Kutipan Halaman |
——————

Hukuman mati, sebagai salah satu bentuk sanksi pidana tertua dan terberat, senantiasa menjadi isu yang mengundang perdebatan mendalam di seluruh dunia. Kontroversi yang menyelimutinya tidak hanya terbatas pada dimensi yuridis, tetapi juga merambah ranah filosofis, moral, dan politik. Di satu sisi, argumen retributif dan efek jera sering digunakan untuk membenarkan keberadaannya, sementara di sisi lain, prinsip-prinsip hak asasi manusia universal menjadi dasar tuntutan penghapusan total.
Indonesia, sebagai negara yang mempertahankan praktik hukuman mati, berada di tengah pusaran perdebatan ini. Meskipun demikian, pemerintah Indonesia telah mengambil langkah hukum yang unik melalui pengesahan Kitab Undang-Undang Hukum Pidana (KUHP) baru, Undang-Undang Nomor 1 Tahun 2023. Aturan baru ini dinilai sebagai “jalan tengah” yang signifikan, mencoba menjembatani pandangan kelompok abolisionis yang menentang hukuman mati dengan kelompok retensionis yang mendukungnya. Tulisan ini akan menyajikan analisis mendalam mengenai dinamika hukum pidana mati di Indonesia, menelaah argumen pro dan kontra yang mendasarinya, serta membandingkan kebijakan Indonesia dengan negara-negara lain, khususnya di kawasan Asia Tenggara, untuk memberikan pemahaman yang komprehensif dan bernuansa.
Dinamika Hukum Pidana Mati di Indonesia: Dari Doktrin Klasik ke Reformasi Modern
Sejarah dan Evolusi Pidana Mati di Indonesia
Hukuman mati di Indonesia memiliki akar sejarah yang panjang, berlanjut dari era kolonial Belanda. Dalam KUHP lama (Wetboek van Strafrecht), hukuman mati ditempatkan sebagai pidana pokok yang terberat, sejajar dengan pidana penjara, kurungan, dan denda. Pelaksanaan hukuman mati diatur dalam berbagai peraturan perundang-undangan, termasuk Undang-Undang Nomor 35 Tahun 2009 tentang Narkotika, Undang-Undang Nomor 15 Tahun 2003 tentang Pemberantasan Terorisme, dan Undang-Undang Nomor 31 Tahun 1999 tentang Pemberantasan Tindak Pidana Korupsi dalam keadaan tertentu. Secara filosofis, keberadaan hukuman mati dalam sistem hukum ini didasarkan pada teori retribusi (just retribution) dan efek jera (deterrence effect), yang memandang hukuman sebagai pembalasan yang setimpal atas kejahatan kejam, sekaligus sebagai instrumen untuk mencegah masyarakat lain melakukan kejahatan serupa.

——————

Bahan yang Disediakan |

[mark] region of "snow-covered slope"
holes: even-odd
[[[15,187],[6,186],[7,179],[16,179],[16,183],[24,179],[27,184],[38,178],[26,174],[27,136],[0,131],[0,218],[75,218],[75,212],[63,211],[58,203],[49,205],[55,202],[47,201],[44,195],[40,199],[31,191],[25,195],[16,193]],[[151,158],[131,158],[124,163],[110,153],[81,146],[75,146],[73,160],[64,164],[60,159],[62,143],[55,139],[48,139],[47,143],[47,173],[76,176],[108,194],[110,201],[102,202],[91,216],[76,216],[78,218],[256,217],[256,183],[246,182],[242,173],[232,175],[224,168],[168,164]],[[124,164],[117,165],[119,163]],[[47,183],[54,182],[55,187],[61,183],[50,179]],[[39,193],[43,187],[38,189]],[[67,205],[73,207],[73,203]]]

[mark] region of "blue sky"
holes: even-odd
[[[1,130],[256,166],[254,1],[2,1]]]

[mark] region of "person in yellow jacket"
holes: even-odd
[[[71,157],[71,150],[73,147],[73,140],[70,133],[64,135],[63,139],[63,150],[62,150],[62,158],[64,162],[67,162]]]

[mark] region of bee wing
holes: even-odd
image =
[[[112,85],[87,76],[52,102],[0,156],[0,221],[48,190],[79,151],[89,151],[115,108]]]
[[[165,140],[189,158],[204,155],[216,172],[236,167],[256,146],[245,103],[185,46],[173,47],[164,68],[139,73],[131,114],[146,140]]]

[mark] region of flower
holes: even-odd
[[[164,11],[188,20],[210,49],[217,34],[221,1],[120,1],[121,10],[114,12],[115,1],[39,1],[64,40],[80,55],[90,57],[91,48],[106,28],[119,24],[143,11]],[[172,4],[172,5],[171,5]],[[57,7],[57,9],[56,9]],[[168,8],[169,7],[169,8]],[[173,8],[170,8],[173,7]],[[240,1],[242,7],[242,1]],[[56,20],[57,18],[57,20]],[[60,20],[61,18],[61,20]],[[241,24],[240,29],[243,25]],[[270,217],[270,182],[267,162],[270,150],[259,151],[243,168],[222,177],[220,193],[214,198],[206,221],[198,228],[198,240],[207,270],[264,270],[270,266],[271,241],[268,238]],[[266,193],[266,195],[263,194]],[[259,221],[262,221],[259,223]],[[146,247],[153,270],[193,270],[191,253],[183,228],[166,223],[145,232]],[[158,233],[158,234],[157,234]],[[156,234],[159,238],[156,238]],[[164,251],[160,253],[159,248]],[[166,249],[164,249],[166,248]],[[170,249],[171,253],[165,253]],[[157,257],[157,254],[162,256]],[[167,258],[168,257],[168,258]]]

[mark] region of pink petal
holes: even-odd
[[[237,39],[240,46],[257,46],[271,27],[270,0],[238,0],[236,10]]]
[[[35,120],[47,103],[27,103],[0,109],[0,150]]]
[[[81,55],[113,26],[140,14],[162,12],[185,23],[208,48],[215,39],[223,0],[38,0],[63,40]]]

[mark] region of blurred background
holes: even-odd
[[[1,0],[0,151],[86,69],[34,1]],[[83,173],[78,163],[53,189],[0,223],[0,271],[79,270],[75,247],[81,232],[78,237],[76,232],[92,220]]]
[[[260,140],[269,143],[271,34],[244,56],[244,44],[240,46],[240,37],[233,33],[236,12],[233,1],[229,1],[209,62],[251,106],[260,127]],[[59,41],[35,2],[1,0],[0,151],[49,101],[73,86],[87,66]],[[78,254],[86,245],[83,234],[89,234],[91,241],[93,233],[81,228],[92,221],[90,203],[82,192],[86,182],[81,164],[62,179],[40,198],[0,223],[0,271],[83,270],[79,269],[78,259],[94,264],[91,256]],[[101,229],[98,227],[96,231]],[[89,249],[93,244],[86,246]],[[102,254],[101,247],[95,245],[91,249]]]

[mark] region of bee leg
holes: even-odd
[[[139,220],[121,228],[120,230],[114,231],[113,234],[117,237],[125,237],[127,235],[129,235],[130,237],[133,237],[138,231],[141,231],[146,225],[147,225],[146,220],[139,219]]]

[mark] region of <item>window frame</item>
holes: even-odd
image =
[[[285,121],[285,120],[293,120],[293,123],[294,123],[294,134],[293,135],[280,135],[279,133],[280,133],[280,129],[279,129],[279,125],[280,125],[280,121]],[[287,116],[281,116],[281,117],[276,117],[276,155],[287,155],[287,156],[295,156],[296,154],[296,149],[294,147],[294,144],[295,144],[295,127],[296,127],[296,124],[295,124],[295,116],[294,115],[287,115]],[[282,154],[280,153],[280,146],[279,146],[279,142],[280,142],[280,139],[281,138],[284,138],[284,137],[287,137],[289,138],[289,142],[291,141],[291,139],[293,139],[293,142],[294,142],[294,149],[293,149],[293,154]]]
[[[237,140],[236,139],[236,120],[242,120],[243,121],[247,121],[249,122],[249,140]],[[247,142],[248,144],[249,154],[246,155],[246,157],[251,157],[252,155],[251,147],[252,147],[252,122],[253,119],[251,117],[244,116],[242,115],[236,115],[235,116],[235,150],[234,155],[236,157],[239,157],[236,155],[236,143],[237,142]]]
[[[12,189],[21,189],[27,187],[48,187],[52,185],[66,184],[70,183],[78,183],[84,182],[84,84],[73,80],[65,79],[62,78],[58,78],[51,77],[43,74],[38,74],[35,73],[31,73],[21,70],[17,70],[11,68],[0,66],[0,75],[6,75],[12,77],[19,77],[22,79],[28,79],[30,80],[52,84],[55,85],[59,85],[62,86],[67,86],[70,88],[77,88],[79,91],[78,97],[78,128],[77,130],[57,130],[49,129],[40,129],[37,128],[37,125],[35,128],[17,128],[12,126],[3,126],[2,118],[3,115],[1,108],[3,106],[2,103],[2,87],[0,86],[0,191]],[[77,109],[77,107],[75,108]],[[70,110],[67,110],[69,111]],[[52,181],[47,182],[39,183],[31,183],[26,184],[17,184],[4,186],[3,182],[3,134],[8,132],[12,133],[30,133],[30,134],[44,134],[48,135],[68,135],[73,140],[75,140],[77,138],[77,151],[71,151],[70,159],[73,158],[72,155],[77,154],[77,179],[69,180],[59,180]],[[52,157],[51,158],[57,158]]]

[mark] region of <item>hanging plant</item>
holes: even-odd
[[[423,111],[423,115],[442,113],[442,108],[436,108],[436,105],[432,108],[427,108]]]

——————

Ketentuan Latihan |
A) Salinlah bagian teks tentang hukuman mati mulai dari "Hukuman mati, sebagai" sampai dengan "tuntutan penghapusan total.".
B) Teruskan teks mengenai hukuman mati di Indonesia, dimulai setelah kalimat terakhirnya.
Baris-baris di atas merupakan bahan tersendiri yang terpisah dari teks.

Jawaban Tugas |
A)
Hukuman mati, sebagai salah satu bentuk sanksi pidana tertua dan terberat, senantiasa menjadi isu yang mengundang perdebatan mendalam di seluruh dunia. Kontroversi yang menyelimutinya tidak hanya terbatas pada dimensi yuridis, tetapi juga merambah ranah filosofis, moral, dan politik. Di satu sisi, argumen retributif dan efek jera sering digunakan untuk membenarkan keberadaannya, sementara di sisi lain, prinsip-prinsip hak asasi manusia universal menjadi dasar tuntutan penghapusan total.

B)
Analisis KUHP Baru (UU No. 1 Tahun 2023): Sebuah Kompromi Politik dan Yuridis
Pembaruan hukum pidana Indonesia melalui KUHP baru pada tanggal 2 Januari 2023 membawa perubahan mendasar dalam kebijakan pidana mati. Perubahan ini secara filosofis dan yuridis berbeda dari konsep yang dianut KUHP lama. Jika sebelumnya hukuman mati dianggap sebagai “pidana pokok,” dalam KUHP baru ia dikategorikan sebagai “pidana yang bersifat khusus” dan “selalu diancamkan secara alternatif”. Pergeseran ini merupakan upaya untuk menyesuaikan sistem hukum nasional dengan perkembangan global yang semakin mengedepankan hak asasi manusia, khususnya hak untuk hidup.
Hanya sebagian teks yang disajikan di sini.